**CE QU'IL FAUT FAIRE:** Extrais en entier, sans y changer un seul mot, l'extrait de préface reproduit plus bas.

**EXTRAIT CHOISI:**
┄┄┄┄┄┄┄┄┄┄

Dans sa préface, on peut lire:

"Elle et lui, je ne les connais ni d'Ève ni d'Adam." Expression populaire laissant entendre que le couple dont on parle, ses deux moitiés, ne seraient pas de la lignée des humains, ne pourraient être que des extra-terrestres. Expression dont la redondance, aux relents sexistes, doit être soulignée car qui peut prétendre connaître quelqu'un (et se connaître) en ne sachant rien de son père, son animus, et rien de sa mère, son anima ?

Ne faudrait-il pas plutôt y voir un euphémisme à l'usage de la majorité silencieuse aux bouches cousues. Voilant la crudité originelle de la formule: "Ceux-là, je ne les connais ni des lèvres, ni des dents". En d'autres mots, ces étrangers... je n’ai osé ni les embrasser, ni les mordre.

Mais qu’est ce qui sépare les lèvres des dents ? L'amour de la haine ? La vie de la mort ? L'Autre de moi ? Le vide du vide ?

Le néant qui dissocie et relie le tronc et l'écorce, ce que des moines Zen appellent le Ma... Ce qui, ici, entrelace une image, une empreinte avec un texte, des caractères d'imprimerie... Ni de l'indicible, ni de l'inaudible...

                                                                                                                       ...de l'aigre-doux ?

 

Suivent septante-sept empreintes de lèvres entremêlées d'aveux, murmures et soupirs dont ici quelques vingt-deux, à titre de mise-en-bouches:

                        ...Sp AV... Sp BE... Sp BI... Sp BR... Sp CA... Sp EG... Sp GL... Sp FY... Sp HA... Sp IN... Sp LR...

┄┄┄┄┄┄┄┄┄┄

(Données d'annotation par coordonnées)

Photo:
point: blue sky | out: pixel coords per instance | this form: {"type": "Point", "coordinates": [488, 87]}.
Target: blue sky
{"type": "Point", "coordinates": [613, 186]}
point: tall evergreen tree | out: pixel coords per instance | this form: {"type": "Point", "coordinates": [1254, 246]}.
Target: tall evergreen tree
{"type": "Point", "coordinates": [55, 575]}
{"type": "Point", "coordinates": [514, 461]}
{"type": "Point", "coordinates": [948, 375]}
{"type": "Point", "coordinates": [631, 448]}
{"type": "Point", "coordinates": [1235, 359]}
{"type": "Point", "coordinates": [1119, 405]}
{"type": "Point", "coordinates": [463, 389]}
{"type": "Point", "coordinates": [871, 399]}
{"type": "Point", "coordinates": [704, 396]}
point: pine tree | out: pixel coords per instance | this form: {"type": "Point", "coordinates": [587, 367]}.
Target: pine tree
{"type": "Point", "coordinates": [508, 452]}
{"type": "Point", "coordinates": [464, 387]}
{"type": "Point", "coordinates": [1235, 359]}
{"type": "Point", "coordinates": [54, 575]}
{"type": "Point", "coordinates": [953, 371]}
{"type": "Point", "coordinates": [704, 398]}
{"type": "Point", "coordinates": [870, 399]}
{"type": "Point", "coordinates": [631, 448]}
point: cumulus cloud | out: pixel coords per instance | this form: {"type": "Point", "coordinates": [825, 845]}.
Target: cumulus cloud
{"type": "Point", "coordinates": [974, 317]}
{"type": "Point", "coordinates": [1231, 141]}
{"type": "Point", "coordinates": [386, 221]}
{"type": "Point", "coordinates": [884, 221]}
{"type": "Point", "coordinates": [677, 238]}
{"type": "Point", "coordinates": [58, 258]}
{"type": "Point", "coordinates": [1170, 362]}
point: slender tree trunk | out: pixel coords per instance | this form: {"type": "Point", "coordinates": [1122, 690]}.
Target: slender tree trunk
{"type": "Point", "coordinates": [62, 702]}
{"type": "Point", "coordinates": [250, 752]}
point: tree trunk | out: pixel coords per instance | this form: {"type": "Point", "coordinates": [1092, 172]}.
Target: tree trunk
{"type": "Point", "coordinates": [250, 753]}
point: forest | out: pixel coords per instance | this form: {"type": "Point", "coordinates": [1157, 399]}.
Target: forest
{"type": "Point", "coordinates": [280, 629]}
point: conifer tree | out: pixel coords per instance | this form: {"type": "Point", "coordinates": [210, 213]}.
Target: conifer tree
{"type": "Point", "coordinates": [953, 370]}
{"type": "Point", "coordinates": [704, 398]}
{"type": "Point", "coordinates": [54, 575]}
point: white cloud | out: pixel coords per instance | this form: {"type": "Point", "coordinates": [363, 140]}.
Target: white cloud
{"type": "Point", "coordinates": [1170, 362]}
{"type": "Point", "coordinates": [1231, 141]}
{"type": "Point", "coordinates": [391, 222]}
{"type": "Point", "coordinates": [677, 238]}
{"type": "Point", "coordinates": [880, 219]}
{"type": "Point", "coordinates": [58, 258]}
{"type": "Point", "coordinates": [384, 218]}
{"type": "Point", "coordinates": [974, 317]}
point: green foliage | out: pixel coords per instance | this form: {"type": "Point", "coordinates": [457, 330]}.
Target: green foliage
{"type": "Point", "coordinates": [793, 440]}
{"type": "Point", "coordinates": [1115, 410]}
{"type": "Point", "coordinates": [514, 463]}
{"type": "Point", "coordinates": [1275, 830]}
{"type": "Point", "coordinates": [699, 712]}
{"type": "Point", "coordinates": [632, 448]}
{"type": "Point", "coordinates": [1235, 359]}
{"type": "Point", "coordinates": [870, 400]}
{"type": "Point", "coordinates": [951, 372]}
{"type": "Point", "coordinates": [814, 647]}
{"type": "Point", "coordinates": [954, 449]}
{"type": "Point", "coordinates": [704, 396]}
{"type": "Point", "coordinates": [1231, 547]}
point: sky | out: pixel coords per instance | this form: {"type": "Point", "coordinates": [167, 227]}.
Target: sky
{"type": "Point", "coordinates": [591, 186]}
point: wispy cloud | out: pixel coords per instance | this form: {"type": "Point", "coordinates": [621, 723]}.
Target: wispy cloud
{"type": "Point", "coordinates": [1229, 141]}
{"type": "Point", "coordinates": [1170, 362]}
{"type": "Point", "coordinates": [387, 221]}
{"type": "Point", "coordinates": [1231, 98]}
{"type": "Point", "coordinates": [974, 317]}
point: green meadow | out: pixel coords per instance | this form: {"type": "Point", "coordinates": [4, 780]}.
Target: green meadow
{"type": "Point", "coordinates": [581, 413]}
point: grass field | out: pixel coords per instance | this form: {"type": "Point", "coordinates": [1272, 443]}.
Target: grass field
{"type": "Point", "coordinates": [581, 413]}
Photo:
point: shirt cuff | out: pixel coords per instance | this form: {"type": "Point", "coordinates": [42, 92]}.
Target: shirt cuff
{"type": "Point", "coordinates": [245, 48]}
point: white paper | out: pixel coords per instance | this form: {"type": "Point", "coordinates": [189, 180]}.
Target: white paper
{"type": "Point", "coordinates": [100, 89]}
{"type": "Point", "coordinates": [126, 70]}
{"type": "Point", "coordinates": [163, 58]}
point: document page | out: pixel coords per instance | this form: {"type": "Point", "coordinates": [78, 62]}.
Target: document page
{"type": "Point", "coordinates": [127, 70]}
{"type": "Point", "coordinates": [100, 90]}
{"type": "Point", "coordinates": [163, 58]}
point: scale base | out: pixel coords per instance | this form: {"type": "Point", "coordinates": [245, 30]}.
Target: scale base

┄┄┄┄┄┄┄┄┄┄

**RÉPONSE:**
Dans sa préface, on peut lire:

"Elle et lui, je ne les connais ni d'Ève ni d'Adam." Expression populaire laissant entendre que le couple dont on parle, ses deux moitiés, ne seraient pas de la lignée des humains, ne pourraient être que des extra-terrestres. Expression dont la redondance, aux relents sexistes, doit être soulignée car qui peut prétendre connaître quelqu'un (et se connaître) en ne sachant rien de son père, son animus, et rien de sa mère, son anima ?

Ne faudrait-il pas plutôt y voir un euphémisme à l'usage de la majorité silencieuse aux bouches cousues. Voilant la crudité originelle de la formule: "Ceux-là, je ne les connais ni des lèvres, ni des dents". En d'autres mots, ces étrangers... je n’ai osé ni les embrasser, ni les mordre.

Mais qu’est ce qui sépare les lèvres des dents ? L'amour de la haine ? La vie de la mort ? L'Autre de moi ? Le vide du vide ?

Le néant qui dissocie et relie le tronc et l'écorce, ce que des moines Zen appellent le Ma... Ce qui, ici, entrelace une image, une empreinte avec un texte, des caractères d'imprimerie... Ni de l'indicible, ni de l'inaudible...

                                                                                                                       ...de l'aigre-doux ?

 

Suivent septante-sept empreintes de lèvres entremêlées d'aveux, murmures et soupirs dont ici quelques vingt-deux, à titre de mise-en-bouches:

                        ...Sp AV... Sp BE... Sp BI... Sp BR... Sp CA... Sp EG... Sp GL... Sp FY... Sp HA... Sp IN... Sp LR...